### RAW DATA
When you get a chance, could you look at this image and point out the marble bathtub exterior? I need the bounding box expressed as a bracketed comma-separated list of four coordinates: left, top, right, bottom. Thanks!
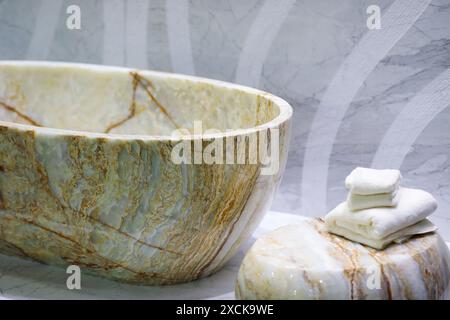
[0, 0, 450, 235]
[236, 219, 450, 300]
[0, 62, 291, 284]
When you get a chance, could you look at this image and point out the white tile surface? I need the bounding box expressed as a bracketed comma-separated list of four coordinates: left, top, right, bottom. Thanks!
[0, 212, 450, 299]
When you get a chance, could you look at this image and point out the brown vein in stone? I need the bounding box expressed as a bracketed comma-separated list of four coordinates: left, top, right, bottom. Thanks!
[131, 72, 180, 129]
[29, 143, 181, 255]
[197, 164, 258, 275]
[367, 249, 392, 300]
[313, 219, 358, 300]
[105, 72, 138, 133]
[11, 216, 175, 281]
[0, 101, 42, 127]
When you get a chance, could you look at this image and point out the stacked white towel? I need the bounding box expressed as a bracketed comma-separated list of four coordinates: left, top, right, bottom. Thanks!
[345, 167, 402, 210]
[324, 168, 437, 249]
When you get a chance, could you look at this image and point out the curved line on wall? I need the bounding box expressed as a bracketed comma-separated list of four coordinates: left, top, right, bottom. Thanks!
[125, 0, 149, 69]
[25, 0, 63, 60]
[103, 0, 125, 66]
[372, 69, 450, 169]
[234, 0, 295, 87]
[301, 0, 430, 215]
[166, 0, 195, 75]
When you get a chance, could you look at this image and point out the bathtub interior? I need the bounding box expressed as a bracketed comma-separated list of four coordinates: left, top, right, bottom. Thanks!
[0, 63, 280, 136]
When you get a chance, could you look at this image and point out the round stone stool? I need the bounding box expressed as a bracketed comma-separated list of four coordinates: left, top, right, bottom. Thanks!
[236, 219, 450, 299]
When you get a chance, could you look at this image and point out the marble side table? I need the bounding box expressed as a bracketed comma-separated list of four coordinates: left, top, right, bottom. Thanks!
[0, 212, 448, 299]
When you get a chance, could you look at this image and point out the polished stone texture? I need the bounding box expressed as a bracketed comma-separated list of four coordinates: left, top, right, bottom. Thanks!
[236, 218, 450, 300]
[0, 0, 450, 241]
[0, 62, 292, 284]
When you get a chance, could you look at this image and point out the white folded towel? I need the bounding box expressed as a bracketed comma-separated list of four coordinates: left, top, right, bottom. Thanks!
[345, 167, 402, 195]
[324, 188, 437, 249]
[347, 191, 398, 211]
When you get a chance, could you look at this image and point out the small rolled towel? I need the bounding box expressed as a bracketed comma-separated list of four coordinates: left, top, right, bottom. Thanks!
[324, 188, 437, 249]
[347, 191, 398, 211]
[345, 167, 402, 195]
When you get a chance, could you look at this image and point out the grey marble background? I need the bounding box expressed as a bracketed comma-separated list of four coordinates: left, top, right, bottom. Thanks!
[0, 0, 450, 240]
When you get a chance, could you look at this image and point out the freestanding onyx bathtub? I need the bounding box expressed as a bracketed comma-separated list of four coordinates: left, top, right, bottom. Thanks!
[0, 61, 292, 285]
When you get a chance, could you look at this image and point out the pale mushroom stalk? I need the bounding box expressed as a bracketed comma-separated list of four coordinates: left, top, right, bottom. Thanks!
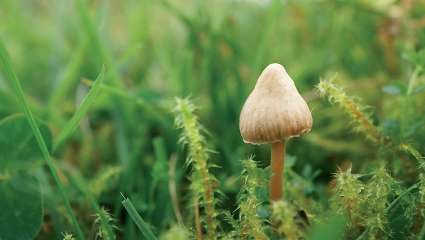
[239, 63, 313, 202]
[269, 141, 286, 201]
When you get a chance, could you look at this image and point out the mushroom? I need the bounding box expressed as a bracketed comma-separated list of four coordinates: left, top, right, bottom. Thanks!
[239, 63, 313, 202]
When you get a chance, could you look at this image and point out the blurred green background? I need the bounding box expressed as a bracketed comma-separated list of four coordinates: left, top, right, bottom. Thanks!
[0, 0, 425, 239]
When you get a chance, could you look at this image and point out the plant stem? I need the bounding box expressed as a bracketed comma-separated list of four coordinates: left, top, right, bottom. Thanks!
[0, 39, 85, 240]
[270, 142, 285, 202]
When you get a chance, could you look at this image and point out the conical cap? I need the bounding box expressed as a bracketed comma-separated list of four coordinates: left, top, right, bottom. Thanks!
[239, 63, 313, 144]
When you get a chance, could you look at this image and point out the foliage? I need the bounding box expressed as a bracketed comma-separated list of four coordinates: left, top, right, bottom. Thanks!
[0, 0, 425, 240]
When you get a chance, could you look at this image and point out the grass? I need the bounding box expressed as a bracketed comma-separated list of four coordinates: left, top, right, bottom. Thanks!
[53, 68, 105, 150]
[0, 0, 425, 240]
[0, 36, 85, 239]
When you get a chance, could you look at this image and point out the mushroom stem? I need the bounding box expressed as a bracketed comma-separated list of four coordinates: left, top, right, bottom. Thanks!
[270, 141, 285, 202]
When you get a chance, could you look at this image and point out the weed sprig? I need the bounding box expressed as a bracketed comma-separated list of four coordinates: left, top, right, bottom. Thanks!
[317, 79, 422, 162]
[174, 98, 218, 239]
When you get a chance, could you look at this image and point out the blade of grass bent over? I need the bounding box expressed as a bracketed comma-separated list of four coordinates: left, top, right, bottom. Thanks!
[0, 39, 84, 239]
[53, 67, 105, 150]
[122, 196, 157, 240]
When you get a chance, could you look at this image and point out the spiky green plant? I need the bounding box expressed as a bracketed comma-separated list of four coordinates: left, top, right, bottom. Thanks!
[317, 78, 423, 164]
[174, 98, 218, 239]
[272, 200, 305, 240]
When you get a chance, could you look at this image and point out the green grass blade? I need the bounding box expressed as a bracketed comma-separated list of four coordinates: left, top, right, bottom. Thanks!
[53, 67, 105, 150]
[122, 197, 157, 240]
[0, 39, 84, 239]
[76, 0, 122, 87]
[48, 41, 88, 112]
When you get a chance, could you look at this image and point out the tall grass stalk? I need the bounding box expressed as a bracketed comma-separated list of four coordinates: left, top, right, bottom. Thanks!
[53, 67, 105, 150]
[0, 39, 85, 239]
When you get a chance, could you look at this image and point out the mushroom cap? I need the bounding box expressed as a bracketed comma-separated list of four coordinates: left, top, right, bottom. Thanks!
[239, 63, 313, 144]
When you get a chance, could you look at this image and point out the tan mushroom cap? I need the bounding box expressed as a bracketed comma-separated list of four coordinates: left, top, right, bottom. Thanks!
[239, 63, 313, 144]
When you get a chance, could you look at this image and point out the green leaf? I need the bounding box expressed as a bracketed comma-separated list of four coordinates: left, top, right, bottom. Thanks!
[0, 114, 52, 172]
[307, 214, 347, 240]
[54, 67, 105, 149]
[0, 174, 43, 240]
[122, 196, 157, 240]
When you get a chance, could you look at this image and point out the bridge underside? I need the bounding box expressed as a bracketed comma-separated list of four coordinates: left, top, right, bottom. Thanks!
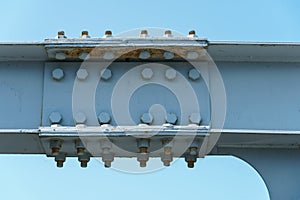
[0, 40, 300, 200]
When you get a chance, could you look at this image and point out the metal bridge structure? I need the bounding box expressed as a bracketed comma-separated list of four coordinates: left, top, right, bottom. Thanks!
[0, 30, 300, 200]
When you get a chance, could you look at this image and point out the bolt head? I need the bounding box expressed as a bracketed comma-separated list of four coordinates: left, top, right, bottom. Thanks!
[163, 51, 174, 60]
[76, 69, 89, 80]
[52, 68, 65, 81]
[101, 68, 112, 81]
[74, 112, 86, 124]
[55, 52, 67, 60]
[139, 50, 151, 59]
[142, 68, 153, 80]
[166, 113, 177, 124]
[49, 112, 62, 124]
[186, 51, 199, 60]
[98, 112, 111, 124]
[141, 113, 153, 124]
[189, 113, 201, 124]
[165, 69, 177, 80]
[78, 52, 90, 60]
[103, 51, 115, 60]
[189, 69, 200, 81]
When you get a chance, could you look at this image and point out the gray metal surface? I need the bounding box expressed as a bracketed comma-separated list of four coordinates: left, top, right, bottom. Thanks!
[0, 33, 300, 199]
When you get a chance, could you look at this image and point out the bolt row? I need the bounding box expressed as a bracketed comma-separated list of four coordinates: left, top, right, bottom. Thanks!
[55, 30, 197, 39]
[52, 68, 201, 81]
[55, 50, 203, 60]
[49, 111, 201, 125]
[50, 139, 199, 168]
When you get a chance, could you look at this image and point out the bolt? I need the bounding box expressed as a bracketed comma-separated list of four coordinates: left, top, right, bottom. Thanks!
[164, 30, 172, 37]
[55, 52, 67, 60]
[76, 69, 89, 81]
[54, 153, 66, 168]
[52, 68, 65, 81]
[101, 68, 112, 81]
[142, 68, 153, 80]
[141, 113, 153, 124]
[163, 51, 174, 60]
[103, 30, 112, 38]
[137, 139, 150, 167]
[100, 140, 114, 168]
[74, 112, 86, 124]
[186, 51, 199, 60]
[50, 140, 62, 156]
[98, 112, 111, 124]
[165, 69, 177, 80]
[139, 50, 151, 59]
[78, 153, 90, 168]
[55, 31, 67, 39]
[80, 31, 90, 39]
[49, 112, 62, 124]
[78, 52, 90, 60]
[185, 149, 197, 168]
[140, 30, 148, 38]
[189, 113, 201, 125]
[103, 51, 115, 60]
[102, 150, 114, 168]
[161, 140, 173, 167]
[75, 140, 85, 156]
[188, 30, 197, 37]
[166, 113, 177, 124]
[189, 68, 200, 81]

### WHAT YOU HAVE TO DO
Render the records from the line containing "out the stacked" through the line containing "[236, 219, 450, 299]" as a Markdown table with columns Row and Line. Number the rows in order and leave out blank lines.

### RESULT FOR THIS TASK
| Row | Line |
|---|---|
| 1 | When you get a chance, could you look at this image and point out the stacked white towel? I need the bounding box expressed as a bracketed comma-separated list of four coordinates: left, top, right, bottom. Thanks! |
| 2 | [345, 167, 402, 210] |
| 3 | [324, 168, 437, 249] |
| 4 | When you get a chance, could you look at this image and point out the curved line on wall? I need the bounding box expressed as a bracketed comma-separated list of four coordinates: left, top, right, bottom. Thanks! |
| 5 | [125, 0, 149, 69] |
| 6 | [25, 0, 63, 60] |
| 7 | [103, 0, 125, 66] |
| 8 | [372, 69, 450, 169] |
| 9 | [234, 0, 295, 87] |
| 10 | [301, 0, 430, 215] |
| 11 | [166, 0, 195, 75] |
| 12 | When you get a chance, could you look at this image and point out the bathtub interior? I need the bounding box expressed as a bracketed comma-separated list of four coordinates: left, top, right, bottom. Thanks! |
| 13 | [0, 63, 280, 136] |
| 14 | When you get a chance, could you look at this image and point out the round stone stool? I need the bounding box expressed as a bracketed comma-separated list of four coordinates: left, top, right, bottom. Thanks! |
| 15 | [236, 219, 450, 299] |